# tree worker jokes?



## didgeridoo (Jun 15, 2001)

we all love to kid around us tree fellers so heres an opportunity for us all to let rip with the dark sordid humor we all know and love.


----------



## Darin (Jun 15, 2001)

Not that this is a joke but when I heard it, I thought it was funny. 
We were at a tub-grinding place one day and these Vietamese guys showed up. One said he left his chainsaw by the brush pile and had they seen it. Yep, the guys said. He had a box and this Husqvarna was in little 1/2 inch chips!!! Then the owner of the place said, Now you owe me $100 for the grinder teeth. Dumping fine is $100. Its funny and its not I know, but the way the guy put it, was classic.


----------



## didgeridoo (Jun 16, 2001)

*brings back memories*

Once upon a time, chipping cypresses that we had just felled, Somebody said hey wheres the loppers? Seconds later the chipper starts coughing and shaking, and nuts and bolts fly out the chute? We knew some damage had been caused (chunks missing from the blades) but how we laughed!

Oh yeah, don't leave your loppers in piles of cypress people!

I heard about a STIHL 020 getting chipped once as well (But i'm not responsible). Still, better than an arm (heard about that one too, yuck!).

Thumbs up to greenmech chippers.


----------



## didgeridoo (Jun 16, 2001)

*stupid humor.*

Why wouldn't the female panda marry the nale panda?
Because he eats shoots and leaves.

(Dont blame me, i heard it from a freind).


----------



## Darin (Jun 16, 2001)

I should tell you another story. I owned a repair shop and an employee promised this item welded two days before he actually came in. I had to stop what I was doing and weld this rototiller back into shape. Well, my mechanic tipped up the rear with the engine down. Started welding and and was sitting there holding the thing steady. Welp, since we tipped it and were in a hurry. The gas had started seeping out and I jumped out of the way and he was still welding. The owner of the machine (which he purchased a week before) was watching. We put the fire out and went in the back. We couldn't help but laugh. It was hillarious. Until I had to talk to the guy about it. It started right back up. But instead of white, its black now!!


----------



## Deere John (Jun 16, 2001)

I had an employee "accidentally" run a 50' length of utility rope through the drum chipper one day. He stood there and laughed - it was really funny. Just like spagetti.

Funny, I haven't seen him since that day!


----------



## svrfsvp (Jun 20, 2001)

Years ago I climbed a dead white pine in a residential setting to secure a pull rope. After struggling up through the branches and getting covered with sap, I got as far as I was going to go and started tying the rope in place. While I was doing that I notice that one of my coworkers has started his saw and is merrily sawing away at the base of the very tree that I am in. "Ride it down!" he hollers up at me. Right, says I, as I scramble to the ground (amazing how much faster one goes towards the earth than away). I got out of the tree and asked him what the heck he was doing - his reply "Gotta break the new guys in right - with a little lumberjack humor." I think the "little" part was accurate!


----------



## Treeman14 (Jun 20, 2001)

◆ Provided data:
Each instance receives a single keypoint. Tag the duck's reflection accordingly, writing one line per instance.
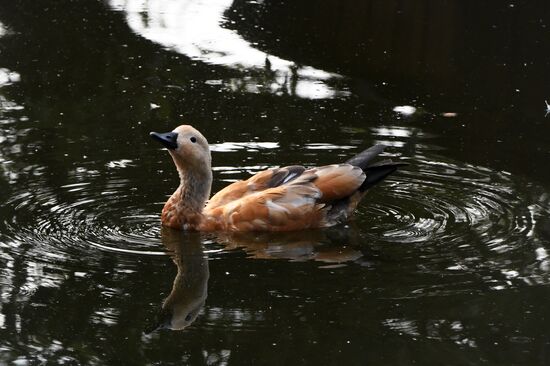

◆ Stated problem:
Go on with the tree worker jokes thread from the point where it stops.

◆ Response:
A distraught woman is calling all over town for help to get a bear out of the large oak tree in her front yard. She finally gets in touch with this good ole boy who says he'll be right over to take care of it. He shows up a short time later with a ferocious looking dog in the back of his pickup. He gets out, looks over the situation and proceeds to hand the woman a shotgun. Then he starts to climb up the tree. Meanwhile, the dog is just sitting there next to the truck staring up at the bear in the tree. The woman yells out, "Wait a minute, what are you doing". 
The guy spits out a big wad of chew and says, "Well, ma'am. You see, I'm gonna climb up this here tree and wrastle that bear out of there. The second that bear hits the ground, that there dog is specially trained to grab him by the kahonies and drag him around the yard till he passes out. Then I'm a gonna put him in the truck and take him outta here". He then starts to climb the tree again.
The woman yells out once more, " But why did you give me this shotgun?"
The guy says' "Well, if I get up there and that bear somehow manages to throw me outta the tree, you shoot that damn dog."


----------



## monkeypuzzle (Jun 29, 2001)

Jerry Clower tells a few good ones about trees and tree climbers.The "knock 'em out John " story is one of the funniest things i've ever heard.


----------



## John Paul Sanborn (Jun 30, 2001)

One winter morning I'm lokking around for my hat. Look in the chip box and it has blaze orange fluff floating all over....


----------



## Dave (Jul 1, 2001)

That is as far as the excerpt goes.